To be done:
a: Decide whether each statement agrees with the article on ministerial vetoes of research grants. Give yes or no for each, with the words from the article that settle it, quoted exactly.
(i) The vetoes revealed on Christmas Eve concerned six humanities projects.
(ii) Labor has committed to removing the minister's veto power.
(iii) Brian Schmidt won the Nobel Prize for Physics in 2011.
b: List every person named in the article on ministerial vetoes of research grants, including the byline and the image credit.
c: Answer these questions from the article on ministerial vetoes of research grants.
(i) Which party is seeking a Senate inquiry into the latest incident?
(ii) Which body did Schmidt call to have reviewed?
(iii) According to Schmidt, how many of the four known occurrences of political interference happened in the last three years?

Source:

━━━━━━━━━━━━━━━━

‘Political interference has bipartisan support’: Schmidt lashes research vetoes


Joseph Brookes
Senior Reporter

Ministers vetoing research grants are an “existential threat” to local universities, the Australian National University vice-chancellor Brian Schmidt has warned, as The Greens seek a Senate inquiry into the latest incident.

In his 2022 State of the University address on Monday, Professor Schmidt called for a review of the Australian Research Council as part of an apolitical system of funding, following government intervention late last year to block independently approved projects from receiving funding.

It follows similar incidents by Coalition ministers in 2006, 2018 and 2020. The latest vetoes of six humanities projects was revealed on Christmas Eve by acting Education Minister Stuart Robert and attracted swift and widespread criticism.

ANU vice-chancellor Brian Schmidt. Image: ANU/Jamie Kidston

Professor Schmidt, who won the 2011 Nobel Prize for Physics for his discovery of dark energy, was critical of the decision when it was revealed and remains concerned, including Labor’s reluctance to commit to removing the veto power.

“Of the four known occurrences of political interference, three have occurred in the last three years – and as things stand, both major parties agree it is appropriate for the minister to wield this power. Political interference has bipartisan support,” Professor Schmidt said.

━━━━━━━━━━━━━━━━

Data provided:
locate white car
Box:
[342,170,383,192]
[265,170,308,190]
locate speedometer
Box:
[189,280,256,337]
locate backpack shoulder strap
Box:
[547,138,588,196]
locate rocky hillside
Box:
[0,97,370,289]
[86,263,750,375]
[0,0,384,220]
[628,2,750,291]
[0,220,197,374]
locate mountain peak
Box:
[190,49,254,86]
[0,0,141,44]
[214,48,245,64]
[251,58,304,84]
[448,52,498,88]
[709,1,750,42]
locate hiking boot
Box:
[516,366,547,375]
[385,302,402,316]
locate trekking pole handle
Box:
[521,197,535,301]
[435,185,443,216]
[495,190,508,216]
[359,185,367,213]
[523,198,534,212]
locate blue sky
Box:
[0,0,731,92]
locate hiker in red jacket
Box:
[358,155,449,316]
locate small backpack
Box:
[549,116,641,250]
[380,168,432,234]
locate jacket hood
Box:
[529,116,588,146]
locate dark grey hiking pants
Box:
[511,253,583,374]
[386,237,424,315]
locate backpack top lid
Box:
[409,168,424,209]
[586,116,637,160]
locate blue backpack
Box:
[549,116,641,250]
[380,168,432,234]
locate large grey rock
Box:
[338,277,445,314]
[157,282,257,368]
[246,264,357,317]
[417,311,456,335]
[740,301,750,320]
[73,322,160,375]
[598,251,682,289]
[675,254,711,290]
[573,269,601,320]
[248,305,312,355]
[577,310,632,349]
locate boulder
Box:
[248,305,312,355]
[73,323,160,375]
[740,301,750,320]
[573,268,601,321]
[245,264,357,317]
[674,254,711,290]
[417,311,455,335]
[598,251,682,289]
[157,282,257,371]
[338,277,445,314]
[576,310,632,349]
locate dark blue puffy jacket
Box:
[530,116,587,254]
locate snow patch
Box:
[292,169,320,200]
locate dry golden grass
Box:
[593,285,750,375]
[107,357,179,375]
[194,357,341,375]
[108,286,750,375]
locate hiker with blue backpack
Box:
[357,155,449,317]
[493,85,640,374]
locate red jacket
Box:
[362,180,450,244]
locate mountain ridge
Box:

━━━━━━━━━━━━━━━━

Exercise results:
a:
(i) Yes: "The latest vetoes of six humanities projects was revealed on Christmas Eve by acting Education Minister Stuart Robert"
(ii) No: "including Labor’s reluctance to commit to removing the veto power"
(iii) Yes: "won the 2011 Nobel Prize for Physics for his discovery of dark energy"

b:
Joseph Brookes
Brian Schmidt
Stuart Robert
Jamie Kidston

c:
(i) The Greens
(ii) The Australian Research Council
(iii) Three